• _ACCIONES REQUERIDAS_:
**A)** Según el texto de lectura, ¿qué es el Tolosanto?
**B)** Redacte de forma más breve el párrafo del texto de lectura que comienza con «Participar en las fiestas tradicionales», conservando sus datos principales.
**C)** Transcriba literalmente el fragmento del texto de lectura comprendido entre "Participar en las" y "para la criminalidad.", ambos incluidos.

• _TEXTO DE LECTURA_:
═══

Participar en las fiestas tradicionales, como el Tolosanto, la celebración yoeme del Día de Muertos, es uno de los modos más efectivos para reforzar el tejido social de la comunidad y sacar a la juventud de las drogas. Esto se hizo notorio cuando una comunidad de yaquis exiliados al sur del país por Porfirio Díaz regresó a Sonora y se asentó en Hermosillo. Su arraigo con la tradición originaria ha fungido, por casi cien años, como una alternativa a la criminalidad.
Fotografías: Alberto Duarte
Sonora, México.- El culto al venado a través de la danza es un rasgo distintivo de la cultura yoeme, la de los yaquis, nación originaria del noroeste de México; expresa su relación con el monte, al que defienden desde hace siglos contra todo invasor, mexicano o extranjero. En un barrio al oriente de Hermosillo, la fiesta también funge como antídoto para la criminalidad.

═══

• _Registros del conjunto de datos de anotación de puntos_:

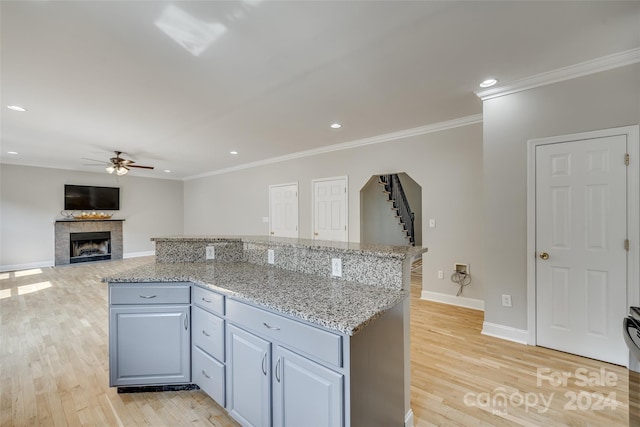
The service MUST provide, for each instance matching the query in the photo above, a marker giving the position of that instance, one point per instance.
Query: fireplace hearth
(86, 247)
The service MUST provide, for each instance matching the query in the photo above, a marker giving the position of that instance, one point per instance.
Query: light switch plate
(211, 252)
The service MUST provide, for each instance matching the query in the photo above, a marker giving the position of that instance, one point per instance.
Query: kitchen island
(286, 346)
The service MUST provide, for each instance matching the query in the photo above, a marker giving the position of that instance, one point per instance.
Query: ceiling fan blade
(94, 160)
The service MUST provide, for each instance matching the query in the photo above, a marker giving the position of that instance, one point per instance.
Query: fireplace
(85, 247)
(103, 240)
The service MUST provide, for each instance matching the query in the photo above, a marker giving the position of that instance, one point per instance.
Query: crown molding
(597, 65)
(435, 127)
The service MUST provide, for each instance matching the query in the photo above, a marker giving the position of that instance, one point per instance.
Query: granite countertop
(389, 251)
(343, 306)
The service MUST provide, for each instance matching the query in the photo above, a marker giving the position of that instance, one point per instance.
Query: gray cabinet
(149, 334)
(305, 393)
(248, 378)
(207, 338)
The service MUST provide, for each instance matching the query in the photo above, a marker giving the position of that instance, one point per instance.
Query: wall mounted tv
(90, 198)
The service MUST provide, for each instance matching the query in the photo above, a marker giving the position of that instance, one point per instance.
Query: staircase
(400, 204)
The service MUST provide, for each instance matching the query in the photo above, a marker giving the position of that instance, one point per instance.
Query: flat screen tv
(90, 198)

═══

• _RESPUESTAS_:
**A)** Es la celebración yoeme del Día de Muertos.

**B)** Las fiestas tradicionales, como el Tolosanto (el Día de Muertos yoeme), refuerzan el tejido social de la comunidad y alejan a la juventud de las drogas. Así se vio cuando una comunidad yaqui, exiliada al sur del país por Porfirio Díaz, regresó a Sonora y se asentó en Hermosillo. Durante casi cien años, su arraigo a la tradición ha sido una alternativa a la criminalidad.

**C)**
Participar en las fiestas tradicionales, como el Tolosanto, la celebración yoeme del Día de Muertos, es uno de los modos más efectivos para reforzar el tejido social de la comunidad y sacar a la juventud de las drogas. Esto se hizo notorio cuando una comunidad de yaquis exiliados al sur del país por Porfirio Díaz regresó a Sonora y se asentó en Hermosillo. Su arraigo con la tradición originaria ha fungido, por casi cien años, como una alternativa a la criminalidad.
Fotografías: Alberto Duarte
Sonora, México.- El culto al venado a través de la danza es un rasgo distintivo de la cultura yoeme, la de los yaquis, nación originaria del noroeste de México; expresa su relación con el monte, al que defienden desde hace siglos contra todo invasor, mexicano o extranjero. En un barrio al oriente de Hermosillo, la fiesta también funge como antídoto para la criminalidad.